══ Data excerpts

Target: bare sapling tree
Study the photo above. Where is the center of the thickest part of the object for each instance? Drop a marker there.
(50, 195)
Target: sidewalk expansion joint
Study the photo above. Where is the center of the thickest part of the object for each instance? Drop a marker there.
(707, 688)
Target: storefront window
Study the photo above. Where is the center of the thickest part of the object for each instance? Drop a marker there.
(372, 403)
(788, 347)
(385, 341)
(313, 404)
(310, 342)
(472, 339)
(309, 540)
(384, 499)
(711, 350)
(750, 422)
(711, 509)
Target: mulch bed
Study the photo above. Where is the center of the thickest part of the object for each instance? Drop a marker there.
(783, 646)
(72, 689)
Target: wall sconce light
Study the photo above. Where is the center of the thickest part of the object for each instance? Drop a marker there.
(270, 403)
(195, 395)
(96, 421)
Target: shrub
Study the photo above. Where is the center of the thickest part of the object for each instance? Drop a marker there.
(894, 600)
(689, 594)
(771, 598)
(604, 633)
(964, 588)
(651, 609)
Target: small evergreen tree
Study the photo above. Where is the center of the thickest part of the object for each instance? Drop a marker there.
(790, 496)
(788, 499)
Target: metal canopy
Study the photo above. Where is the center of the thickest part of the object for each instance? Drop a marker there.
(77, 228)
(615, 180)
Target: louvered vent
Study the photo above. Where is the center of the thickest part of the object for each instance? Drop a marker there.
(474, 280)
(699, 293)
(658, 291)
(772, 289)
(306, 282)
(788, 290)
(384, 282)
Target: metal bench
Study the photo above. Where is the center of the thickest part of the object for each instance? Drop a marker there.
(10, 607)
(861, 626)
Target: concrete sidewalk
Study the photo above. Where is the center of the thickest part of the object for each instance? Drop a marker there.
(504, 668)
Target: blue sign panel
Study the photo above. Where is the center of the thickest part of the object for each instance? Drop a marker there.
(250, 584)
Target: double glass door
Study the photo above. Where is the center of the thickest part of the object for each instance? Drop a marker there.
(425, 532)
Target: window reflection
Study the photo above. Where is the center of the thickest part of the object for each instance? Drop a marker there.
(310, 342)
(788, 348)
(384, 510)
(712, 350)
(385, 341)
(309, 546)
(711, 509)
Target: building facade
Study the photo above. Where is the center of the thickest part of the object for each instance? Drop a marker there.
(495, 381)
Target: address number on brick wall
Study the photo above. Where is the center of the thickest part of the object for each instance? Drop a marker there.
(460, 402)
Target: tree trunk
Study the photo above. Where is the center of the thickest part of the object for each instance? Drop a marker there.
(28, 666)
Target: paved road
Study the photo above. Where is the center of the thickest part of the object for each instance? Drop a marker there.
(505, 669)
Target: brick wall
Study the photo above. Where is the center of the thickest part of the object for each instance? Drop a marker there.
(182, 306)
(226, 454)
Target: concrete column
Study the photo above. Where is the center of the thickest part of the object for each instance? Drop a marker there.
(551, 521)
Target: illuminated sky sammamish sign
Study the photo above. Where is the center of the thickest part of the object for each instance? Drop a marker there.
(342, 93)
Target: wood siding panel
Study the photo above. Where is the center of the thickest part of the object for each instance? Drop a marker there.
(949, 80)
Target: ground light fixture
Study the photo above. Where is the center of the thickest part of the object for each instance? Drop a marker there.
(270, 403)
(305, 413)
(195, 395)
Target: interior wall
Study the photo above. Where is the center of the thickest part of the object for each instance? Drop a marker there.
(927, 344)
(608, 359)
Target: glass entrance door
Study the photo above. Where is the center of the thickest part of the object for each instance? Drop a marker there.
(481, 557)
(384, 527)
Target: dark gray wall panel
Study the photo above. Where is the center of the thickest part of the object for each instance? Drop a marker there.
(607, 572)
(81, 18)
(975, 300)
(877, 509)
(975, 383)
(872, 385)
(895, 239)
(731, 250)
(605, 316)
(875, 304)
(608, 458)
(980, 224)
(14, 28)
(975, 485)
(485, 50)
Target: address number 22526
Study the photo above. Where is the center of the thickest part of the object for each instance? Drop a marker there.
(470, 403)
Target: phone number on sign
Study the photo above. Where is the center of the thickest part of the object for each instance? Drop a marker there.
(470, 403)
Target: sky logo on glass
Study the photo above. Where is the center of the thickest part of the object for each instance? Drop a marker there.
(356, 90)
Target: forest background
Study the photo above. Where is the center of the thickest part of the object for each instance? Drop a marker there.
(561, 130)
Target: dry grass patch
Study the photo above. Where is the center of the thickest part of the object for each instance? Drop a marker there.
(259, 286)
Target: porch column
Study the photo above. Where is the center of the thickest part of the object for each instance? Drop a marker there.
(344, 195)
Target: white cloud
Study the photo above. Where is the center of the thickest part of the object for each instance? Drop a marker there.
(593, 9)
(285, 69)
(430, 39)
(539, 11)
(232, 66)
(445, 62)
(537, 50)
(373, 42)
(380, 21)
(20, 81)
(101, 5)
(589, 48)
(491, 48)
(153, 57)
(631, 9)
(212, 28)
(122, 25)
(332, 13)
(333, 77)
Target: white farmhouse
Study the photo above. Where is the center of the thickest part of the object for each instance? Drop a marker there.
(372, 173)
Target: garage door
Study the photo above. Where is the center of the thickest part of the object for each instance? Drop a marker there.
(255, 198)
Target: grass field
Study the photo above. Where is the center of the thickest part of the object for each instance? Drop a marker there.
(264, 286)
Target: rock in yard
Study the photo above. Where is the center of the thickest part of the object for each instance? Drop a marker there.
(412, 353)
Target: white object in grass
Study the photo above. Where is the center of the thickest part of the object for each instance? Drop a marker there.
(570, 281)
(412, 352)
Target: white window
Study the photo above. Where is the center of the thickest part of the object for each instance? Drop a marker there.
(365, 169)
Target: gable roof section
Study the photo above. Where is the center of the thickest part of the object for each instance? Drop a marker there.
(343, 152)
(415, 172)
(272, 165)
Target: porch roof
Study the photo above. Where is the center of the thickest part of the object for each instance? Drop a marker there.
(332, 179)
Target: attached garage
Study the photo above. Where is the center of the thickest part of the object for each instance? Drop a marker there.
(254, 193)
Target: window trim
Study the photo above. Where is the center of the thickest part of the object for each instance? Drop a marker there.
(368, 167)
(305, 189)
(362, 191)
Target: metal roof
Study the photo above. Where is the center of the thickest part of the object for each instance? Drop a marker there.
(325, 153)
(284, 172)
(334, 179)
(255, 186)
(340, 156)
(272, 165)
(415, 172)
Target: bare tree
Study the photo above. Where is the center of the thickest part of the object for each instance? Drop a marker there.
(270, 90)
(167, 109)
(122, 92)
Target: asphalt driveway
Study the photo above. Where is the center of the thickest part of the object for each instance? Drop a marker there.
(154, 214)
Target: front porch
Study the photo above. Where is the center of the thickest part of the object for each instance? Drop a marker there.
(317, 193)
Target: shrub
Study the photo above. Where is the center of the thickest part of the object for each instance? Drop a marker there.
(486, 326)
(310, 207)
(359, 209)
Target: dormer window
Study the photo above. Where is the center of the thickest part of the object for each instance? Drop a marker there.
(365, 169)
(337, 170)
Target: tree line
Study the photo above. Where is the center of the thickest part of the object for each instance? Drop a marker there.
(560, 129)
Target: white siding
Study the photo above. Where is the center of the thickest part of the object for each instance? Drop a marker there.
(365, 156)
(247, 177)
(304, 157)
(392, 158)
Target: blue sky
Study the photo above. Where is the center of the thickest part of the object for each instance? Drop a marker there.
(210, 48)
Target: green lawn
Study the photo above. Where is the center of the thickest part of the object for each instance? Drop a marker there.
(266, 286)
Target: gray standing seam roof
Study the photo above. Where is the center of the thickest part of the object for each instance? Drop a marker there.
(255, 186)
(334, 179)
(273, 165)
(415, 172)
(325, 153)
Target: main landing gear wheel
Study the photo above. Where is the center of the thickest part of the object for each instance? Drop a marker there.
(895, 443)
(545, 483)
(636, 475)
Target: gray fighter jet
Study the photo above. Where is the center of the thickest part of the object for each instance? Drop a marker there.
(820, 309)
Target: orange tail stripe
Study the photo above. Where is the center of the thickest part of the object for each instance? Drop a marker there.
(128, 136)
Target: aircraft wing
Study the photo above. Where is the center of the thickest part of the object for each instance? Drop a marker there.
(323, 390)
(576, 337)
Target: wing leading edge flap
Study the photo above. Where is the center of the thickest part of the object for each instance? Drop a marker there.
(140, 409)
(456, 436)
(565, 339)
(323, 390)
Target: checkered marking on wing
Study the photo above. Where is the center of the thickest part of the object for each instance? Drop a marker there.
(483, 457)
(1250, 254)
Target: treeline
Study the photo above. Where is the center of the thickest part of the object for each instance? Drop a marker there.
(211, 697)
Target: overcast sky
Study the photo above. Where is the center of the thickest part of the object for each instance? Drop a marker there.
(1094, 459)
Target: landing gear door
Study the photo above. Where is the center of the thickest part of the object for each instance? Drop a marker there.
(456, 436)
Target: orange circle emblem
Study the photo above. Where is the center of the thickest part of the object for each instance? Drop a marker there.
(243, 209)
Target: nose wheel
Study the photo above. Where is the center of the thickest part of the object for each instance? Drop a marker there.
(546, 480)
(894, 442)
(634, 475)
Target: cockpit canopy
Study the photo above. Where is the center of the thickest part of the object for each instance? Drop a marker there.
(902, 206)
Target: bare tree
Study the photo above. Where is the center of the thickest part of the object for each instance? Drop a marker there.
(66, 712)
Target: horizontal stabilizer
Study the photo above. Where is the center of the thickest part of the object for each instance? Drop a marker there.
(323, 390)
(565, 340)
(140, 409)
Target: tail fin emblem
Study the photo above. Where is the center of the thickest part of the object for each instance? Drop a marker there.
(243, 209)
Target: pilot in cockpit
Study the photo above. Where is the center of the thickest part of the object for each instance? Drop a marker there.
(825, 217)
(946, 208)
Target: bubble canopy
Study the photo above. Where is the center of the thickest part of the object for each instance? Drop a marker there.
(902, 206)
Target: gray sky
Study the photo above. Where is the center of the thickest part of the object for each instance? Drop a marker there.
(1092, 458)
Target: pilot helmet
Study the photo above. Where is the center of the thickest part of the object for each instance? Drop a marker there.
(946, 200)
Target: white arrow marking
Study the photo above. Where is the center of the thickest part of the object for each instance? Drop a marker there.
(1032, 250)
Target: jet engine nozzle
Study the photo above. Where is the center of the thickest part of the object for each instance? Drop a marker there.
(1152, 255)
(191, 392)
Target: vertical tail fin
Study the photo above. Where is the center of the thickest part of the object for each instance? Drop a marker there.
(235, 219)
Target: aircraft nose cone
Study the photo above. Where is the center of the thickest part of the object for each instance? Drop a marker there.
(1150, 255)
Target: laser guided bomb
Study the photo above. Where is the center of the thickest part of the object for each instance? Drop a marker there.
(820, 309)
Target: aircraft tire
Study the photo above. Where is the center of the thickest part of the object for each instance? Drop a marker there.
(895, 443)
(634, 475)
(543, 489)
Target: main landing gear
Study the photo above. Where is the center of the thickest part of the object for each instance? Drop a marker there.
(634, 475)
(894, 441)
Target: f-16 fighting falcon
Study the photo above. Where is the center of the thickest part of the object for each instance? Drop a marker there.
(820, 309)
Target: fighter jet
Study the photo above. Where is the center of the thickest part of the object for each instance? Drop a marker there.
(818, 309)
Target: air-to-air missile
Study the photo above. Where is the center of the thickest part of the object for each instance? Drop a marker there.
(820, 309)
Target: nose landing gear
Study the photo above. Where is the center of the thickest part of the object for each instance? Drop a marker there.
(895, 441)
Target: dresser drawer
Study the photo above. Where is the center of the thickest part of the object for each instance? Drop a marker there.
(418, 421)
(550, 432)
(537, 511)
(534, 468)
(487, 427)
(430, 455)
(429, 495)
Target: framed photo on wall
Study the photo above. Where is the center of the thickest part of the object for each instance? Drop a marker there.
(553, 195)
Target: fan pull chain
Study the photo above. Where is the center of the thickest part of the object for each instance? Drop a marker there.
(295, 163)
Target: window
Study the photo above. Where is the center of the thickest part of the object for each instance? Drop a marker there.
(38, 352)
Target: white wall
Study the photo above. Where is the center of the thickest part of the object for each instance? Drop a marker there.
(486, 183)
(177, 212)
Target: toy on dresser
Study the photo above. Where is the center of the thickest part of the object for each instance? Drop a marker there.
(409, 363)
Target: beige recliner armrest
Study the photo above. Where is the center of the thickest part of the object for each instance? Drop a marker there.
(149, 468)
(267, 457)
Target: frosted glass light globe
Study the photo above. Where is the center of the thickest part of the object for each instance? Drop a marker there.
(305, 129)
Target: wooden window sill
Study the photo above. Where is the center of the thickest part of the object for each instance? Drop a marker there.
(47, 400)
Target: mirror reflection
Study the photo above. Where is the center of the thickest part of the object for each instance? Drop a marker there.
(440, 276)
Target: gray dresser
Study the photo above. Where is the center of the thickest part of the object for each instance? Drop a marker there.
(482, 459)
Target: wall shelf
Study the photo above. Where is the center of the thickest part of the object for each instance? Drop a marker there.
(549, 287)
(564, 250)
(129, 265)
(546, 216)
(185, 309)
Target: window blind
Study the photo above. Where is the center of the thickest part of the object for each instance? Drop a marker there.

════

To do ▸ Look back at the data above. Transcribe exactly the lines starting at the line that contains "Target: phone number on sign" and ending at the line that contains "Target: sky logo on glass".

Response ▸
Target: phone number on sign
Study the photo above. Where is the center of the thickest part of the object for each instance? Drop a marker there.
(470, 403)
Target: sky logo on glass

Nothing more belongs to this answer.